== Your goal ==
Copy out all of the data below, line for line, without changing anything.

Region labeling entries
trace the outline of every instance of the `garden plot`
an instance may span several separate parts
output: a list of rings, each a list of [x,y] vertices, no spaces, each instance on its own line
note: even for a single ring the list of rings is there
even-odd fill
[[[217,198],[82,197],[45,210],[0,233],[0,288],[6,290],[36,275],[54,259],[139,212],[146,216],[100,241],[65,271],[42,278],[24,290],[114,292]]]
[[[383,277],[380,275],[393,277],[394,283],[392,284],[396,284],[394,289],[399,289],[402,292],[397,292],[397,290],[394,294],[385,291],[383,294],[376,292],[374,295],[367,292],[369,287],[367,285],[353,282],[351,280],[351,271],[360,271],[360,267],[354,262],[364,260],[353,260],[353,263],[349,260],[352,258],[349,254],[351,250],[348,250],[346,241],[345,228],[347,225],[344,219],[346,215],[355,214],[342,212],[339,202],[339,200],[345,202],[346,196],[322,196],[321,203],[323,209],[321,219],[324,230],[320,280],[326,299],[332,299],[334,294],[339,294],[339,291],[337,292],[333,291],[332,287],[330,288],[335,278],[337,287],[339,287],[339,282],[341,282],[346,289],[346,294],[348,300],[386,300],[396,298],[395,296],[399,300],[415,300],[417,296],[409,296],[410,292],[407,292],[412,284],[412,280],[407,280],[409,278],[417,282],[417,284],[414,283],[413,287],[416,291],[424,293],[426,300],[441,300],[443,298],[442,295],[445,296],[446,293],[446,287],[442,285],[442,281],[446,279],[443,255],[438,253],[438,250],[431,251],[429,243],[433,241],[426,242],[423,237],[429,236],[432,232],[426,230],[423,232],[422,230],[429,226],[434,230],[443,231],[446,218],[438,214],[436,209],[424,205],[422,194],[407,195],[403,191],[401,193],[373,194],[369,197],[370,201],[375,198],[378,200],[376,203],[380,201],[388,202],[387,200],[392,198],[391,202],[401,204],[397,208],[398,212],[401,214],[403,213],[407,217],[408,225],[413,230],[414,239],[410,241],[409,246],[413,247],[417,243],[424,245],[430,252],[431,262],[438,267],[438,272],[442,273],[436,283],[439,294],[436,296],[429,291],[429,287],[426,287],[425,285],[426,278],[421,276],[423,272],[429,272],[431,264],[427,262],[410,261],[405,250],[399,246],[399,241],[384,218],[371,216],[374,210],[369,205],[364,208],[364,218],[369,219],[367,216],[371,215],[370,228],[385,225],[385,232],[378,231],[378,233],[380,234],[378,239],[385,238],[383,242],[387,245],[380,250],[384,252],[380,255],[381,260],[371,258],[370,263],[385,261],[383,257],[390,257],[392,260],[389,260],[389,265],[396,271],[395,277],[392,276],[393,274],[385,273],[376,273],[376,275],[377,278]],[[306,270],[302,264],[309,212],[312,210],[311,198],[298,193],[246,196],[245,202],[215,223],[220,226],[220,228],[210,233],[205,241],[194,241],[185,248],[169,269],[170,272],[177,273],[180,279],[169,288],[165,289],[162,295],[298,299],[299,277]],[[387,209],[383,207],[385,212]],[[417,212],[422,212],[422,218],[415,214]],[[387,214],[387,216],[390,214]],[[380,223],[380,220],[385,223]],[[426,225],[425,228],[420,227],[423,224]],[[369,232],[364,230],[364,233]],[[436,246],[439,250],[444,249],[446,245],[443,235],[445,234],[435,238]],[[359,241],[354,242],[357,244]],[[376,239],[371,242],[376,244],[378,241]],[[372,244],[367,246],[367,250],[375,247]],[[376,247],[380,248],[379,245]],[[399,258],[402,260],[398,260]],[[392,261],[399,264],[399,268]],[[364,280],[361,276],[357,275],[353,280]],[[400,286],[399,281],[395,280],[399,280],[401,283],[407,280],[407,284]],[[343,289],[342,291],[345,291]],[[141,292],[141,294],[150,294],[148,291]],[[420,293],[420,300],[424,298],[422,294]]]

== Output below ==
trace the outline of every instance of the `garden plot`
an instance may span several separate parts
output: a list of rings, each a list of [x,y] vertices, no spaces, each instance on its own line
note: even for a single ring the list of rings is there
even-odd fill
[[[217,198],[82,197],[45,210],[0,233],[0,288],[6,290],[36,275],[54,259],[139,212],[146,216],[100,241],[65,271],[42,278],[24,290],[114,292]]]
[[[383,277],[380,275],[393,277],[394,283],[392,284],[396,284],[394,289],[399,289],[402,292],[397,292],[397,290],[394,294],[385,291],[383,294],[376,292],[374,295],[367,292],[369,287],[367,285],[353,282],[351,280],[351,271],[360,271],[360,267],[354,262],[364,260],[353,260],[353,263],[349,260],[352,258],[349,254],[351,250],[348,250],[346,241],[345,228],[347,225],[344,219],[346,215],[355,214],[342,212],[339,202],[339,200],[345,202],[346,196],[322,196],[321,203],[323,209],[321,219],[324,230],[320,280],[326,299],[332,299],[334,294],[339,294],[339,291],[337,292],[333,291],[332,287],[330,288],[335,278],[337,287],[339,287],[339,282],[341,282],[346,289],[346,294],[348,300],[386,300],[396,298],[395,296],[399,300],[415,300],[417,296],[409,296],[410,292],[407,292],[412,284],[412,280],[407,280],[409,278],[417,282],[417,284],[414,283],[413,287],[416,291],[424,293],[426,300],[441,300],[443,298],[442,295],[445,296],[446,293],[446,287],[442,285],[442,281],[446,279],[443,255],[438,253],[438,250],[431,251],[429,243],[433,241],[426,242],[423,237],[429,236],[432,232],[426,230],[423,232],[422,230],[429,226],[434,230],[443,231],[446,218],[438,214],[436,209],[424,205],[422,194],[407,195],[403,191],[401,193],[373,194],[369,197],[370,201],[375,198],[378,200],[376,203],[380,201],[388,202],[387,200],[392,198],[391,202],[401,204],[397,208],[398,212],[401,214],[403,213],[407,217],[408,225],[413,230],[414,239],[410,241],[409,246],[413,247],[417,243],[424,245],[430,252],[431,262],[438,267],[438,272],[442,273],[436,283],[439,294],[436,296],[429,291],[429,287],[426,287],[425,285],[426,278],[421,276],[423,272],[429,272],[431,264],[427,262],[410,261],[405,250],[399,246],[399,241],[384,218],[371,216],[374,210],[369,205],[364,208],[364,218],[369,219],[367,216],[371,215],[370,228],[385,225],[385,232],[378,231],[378,233],[380,234],[378,239],[385,238],[383,242],[387,245],[380,250],[384,252],[380,255],[381,260],[371,258],[370,263],[385,261],[383,257],[390,257],[392,260],[389,260],[389,265],[396,271],[395,277],[392,276],[393,274],[385,273],[376,273],[376,275],[377,278]],[[306,270],[302,264],[309,212],[312,210],[311,198],[298,193],[246,196],[245,202],[215,223],[220,226],[220,228],[210,233],[205,241],[194,241],[185,248],[169,269],[170,272],[177,273],[180,279],[169,288],[165,289],[162,295],[298,299],[299,277]],[[387,209],[383,207],[385,212]],[[417,212],[422,212],[422,218],[415,214]],[[387,214],[387,216],[390,214]],[[380,223],[380,220],[385,223]],[[426,225],[425,228],[420,227],[423,224]],[[369,232],[364,230],[364,233]],[[436,246],[439,250],[444,249],[446,245],[443,235],[445,234],[435,238]],[[359,241],[354,242],[357,244]],[[376,239],[371,242],[376,244],[378,241]],[[372,244],[367,246],[367,250],[375,247]],[[376,247],[380,248],[379,245]],[[399,258],[402,260],[398,260]],[[392,261],[399,264],[399,268]],[[364,280],[361,276],[357,275],[353,280]],[[400,286],[399,281],[395,280],[399,280],[401,283],[407,280],[407,284]],[[343,289],[342,291],[345,291]],[[141,292],[141,294],[150,294],[148,291]],[[420,293],[420,300],[424,298],[422,294]]]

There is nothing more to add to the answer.